### Required work
From the extract about Plutou below, list the components that the platform says share one data model.

### Extract
★ ★ ★
For years, the dominant playbook in software was horizontal. Build a generic platform, sell to every industry, win on breadth. That worked when software was mostly thin layers on top of databases. It doesn't work when the decision layer is the product. a16z and Bessemer have both been writing about this. AI-native vertical companies are reaching scale faster than any previous generation of SaaS, because AI on top of vertical depth produces something a horizontal platform can't replicate.
Horizontal tools have to flatten the work to make it portable across industries. Vertical tools shape themselves around how the work actually happens. For collection, that distinction is everything. The agents have to understand collection. The data model has to be shaped by collection. The operating loop has to match how collection runs. Generic logistics platforms and horizontal routing engines weren't built for that, and they never will be.
That's the build at Plutou. Not a routing engine. Not a logistics tool dressed up as a vertical play. A vertical operations platform for collection — route planning, location intelligence, and a driver app that share one data model instead of three tabs that don't talk.
What it does: Plan. Adapt. Learn.
Plan. The system builds the week. Not a person rebuilding a spreadsheet on Sunday night. The dispatcher reviews and edits in route planning, but the first draft exists before they open their laptop.
Adapt. A driver calls out. A truck won't start. An overflow gets called in. The system reshuffles routes in seconds. A human reviews and approves. The day continues. There's still a person in the loop because there are still operational decisions, physical-world realities, judgment calls that need a human. The tools should serve that, not pretend to replace it — that's what the driver app is for: capture in the field, approve at the desk.
Learn. Every pickup feeds the system more context. Fill rates. Service times. Route economics. What works in this city and not in that one. The longer it runs, the more autonomous it gets at the parts that should be autonomous, and the sharper its handoffs are at the parts that shouldn't be.
I'm not going to detail much more. Anyone can build any software nowadays. That's the great equalizer of this moment. Building quality software is the actual key. Most of what's interesting about what we're building gets revealed by running it, not by writing about it. (Try the route optimizer →)
★ ★ ★
Items from a dataset:

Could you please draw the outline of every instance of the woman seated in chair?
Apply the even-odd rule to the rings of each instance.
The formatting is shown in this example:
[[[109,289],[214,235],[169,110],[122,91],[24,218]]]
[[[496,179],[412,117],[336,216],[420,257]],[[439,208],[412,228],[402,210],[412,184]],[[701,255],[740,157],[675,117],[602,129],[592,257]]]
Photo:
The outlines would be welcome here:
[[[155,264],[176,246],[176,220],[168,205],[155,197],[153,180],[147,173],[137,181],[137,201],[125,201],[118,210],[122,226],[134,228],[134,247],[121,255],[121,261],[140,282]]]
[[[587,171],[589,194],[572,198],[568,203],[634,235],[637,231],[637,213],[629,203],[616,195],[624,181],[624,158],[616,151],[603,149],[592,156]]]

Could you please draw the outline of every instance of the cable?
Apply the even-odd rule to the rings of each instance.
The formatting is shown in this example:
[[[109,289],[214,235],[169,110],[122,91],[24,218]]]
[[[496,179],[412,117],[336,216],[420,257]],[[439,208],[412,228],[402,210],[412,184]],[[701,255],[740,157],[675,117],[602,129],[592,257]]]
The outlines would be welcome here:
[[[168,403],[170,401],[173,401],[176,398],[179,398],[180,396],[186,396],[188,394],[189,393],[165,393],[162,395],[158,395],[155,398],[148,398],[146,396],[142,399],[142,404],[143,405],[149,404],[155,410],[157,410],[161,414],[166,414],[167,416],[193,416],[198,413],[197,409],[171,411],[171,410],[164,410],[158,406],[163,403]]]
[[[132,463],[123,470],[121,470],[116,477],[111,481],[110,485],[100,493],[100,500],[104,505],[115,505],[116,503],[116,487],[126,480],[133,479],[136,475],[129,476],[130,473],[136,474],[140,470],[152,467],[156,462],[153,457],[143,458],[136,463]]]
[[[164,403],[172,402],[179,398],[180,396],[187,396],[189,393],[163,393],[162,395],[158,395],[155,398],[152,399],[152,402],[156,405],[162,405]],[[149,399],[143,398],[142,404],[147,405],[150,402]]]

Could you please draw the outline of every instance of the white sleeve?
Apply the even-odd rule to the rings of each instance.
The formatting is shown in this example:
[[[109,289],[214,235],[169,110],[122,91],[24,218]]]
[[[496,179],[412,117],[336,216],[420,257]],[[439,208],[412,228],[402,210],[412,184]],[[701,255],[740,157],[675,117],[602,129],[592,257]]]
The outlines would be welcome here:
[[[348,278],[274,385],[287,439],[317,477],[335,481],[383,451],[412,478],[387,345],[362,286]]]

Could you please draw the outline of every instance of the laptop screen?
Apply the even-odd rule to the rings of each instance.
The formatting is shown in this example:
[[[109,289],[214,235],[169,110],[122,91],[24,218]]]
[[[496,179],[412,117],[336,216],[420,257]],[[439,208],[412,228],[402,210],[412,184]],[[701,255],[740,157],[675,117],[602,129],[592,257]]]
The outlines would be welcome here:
★ ★ ★
### Output of the task
Route planning, location intelligence, and a driver app.